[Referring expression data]
========

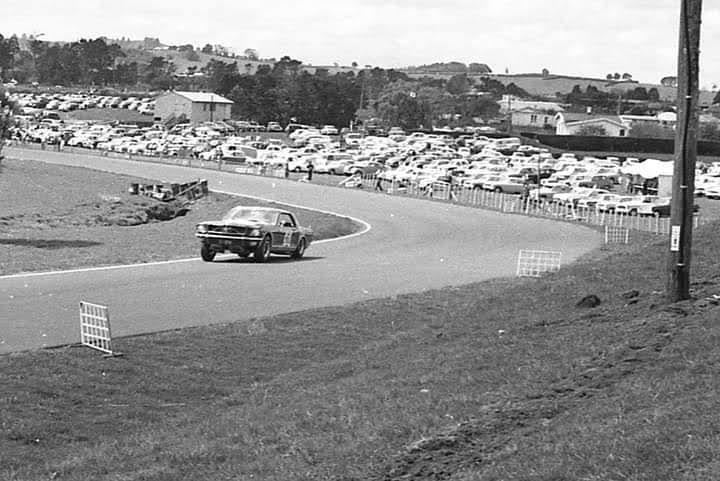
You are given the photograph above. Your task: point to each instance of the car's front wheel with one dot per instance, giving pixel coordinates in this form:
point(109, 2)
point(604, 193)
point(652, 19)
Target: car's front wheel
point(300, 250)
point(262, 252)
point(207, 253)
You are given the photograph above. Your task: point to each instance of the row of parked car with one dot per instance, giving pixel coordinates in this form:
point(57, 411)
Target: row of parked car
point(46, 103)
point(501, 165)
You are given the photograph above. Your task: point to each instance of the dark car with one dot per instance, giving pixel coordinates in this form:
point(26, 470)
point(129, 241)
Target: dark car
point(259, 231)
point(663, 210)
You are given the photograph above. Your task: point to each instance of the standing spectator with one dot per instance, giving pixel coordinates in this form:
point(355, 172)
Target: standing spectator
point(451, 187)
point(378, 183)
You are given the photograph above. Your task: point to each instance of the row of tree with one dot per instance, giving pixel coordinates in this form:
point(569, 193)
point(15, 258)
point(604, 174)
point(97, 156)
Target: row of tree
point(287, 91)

========

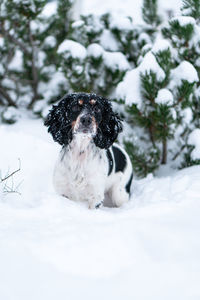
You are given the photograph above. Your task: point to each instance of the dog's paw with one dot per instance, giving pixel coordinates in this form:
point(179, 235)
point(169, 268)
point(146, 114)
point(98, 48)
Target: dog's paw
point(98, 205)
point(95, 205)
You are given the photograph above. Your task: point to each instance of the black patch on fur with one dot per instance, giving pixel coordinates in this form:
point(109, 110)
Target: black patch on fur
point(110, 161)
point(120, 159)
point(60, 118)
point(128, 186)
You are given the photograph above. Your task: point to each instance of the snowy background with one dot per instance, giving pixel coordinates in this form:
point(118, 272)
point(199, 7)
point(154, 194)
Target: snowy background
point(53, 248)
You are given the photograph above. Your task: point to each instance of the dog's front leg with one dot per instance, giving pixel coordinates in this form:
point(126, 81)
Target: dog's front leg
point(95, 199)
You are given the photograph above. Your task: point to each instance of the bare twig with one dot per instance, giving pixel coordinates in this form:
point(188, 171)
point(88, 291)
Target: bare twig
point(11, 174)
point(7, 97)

========

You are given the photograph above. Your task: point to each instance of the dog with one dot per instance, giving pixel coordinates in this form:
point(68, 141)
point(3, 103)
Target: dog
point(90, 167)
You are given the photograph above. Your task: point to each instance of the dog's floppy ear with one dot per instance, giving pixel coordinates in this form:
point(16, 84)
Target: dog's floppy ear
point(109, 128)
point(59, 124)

========

Task: Starting at the line that has "of the car's" in the records above, restate word for word every line until the one that has "point(57, 411)", and include that one as well.

Solution to the problem:
You are given the photograph above. Your task: point to each instance of the car's front wheel with one dot per instance, giving pixel coordinates in this form:
point(109, 2)
point(604, 193)
point(652, 19)
Target: car's front wheel
point(300, 250)
point(262, 252)
point(207, 253)
You are given the photograph above. Your task: point to each instance of the row of parked car with one dot per instance, giving pixel coordinates in this form:
point(57, 411)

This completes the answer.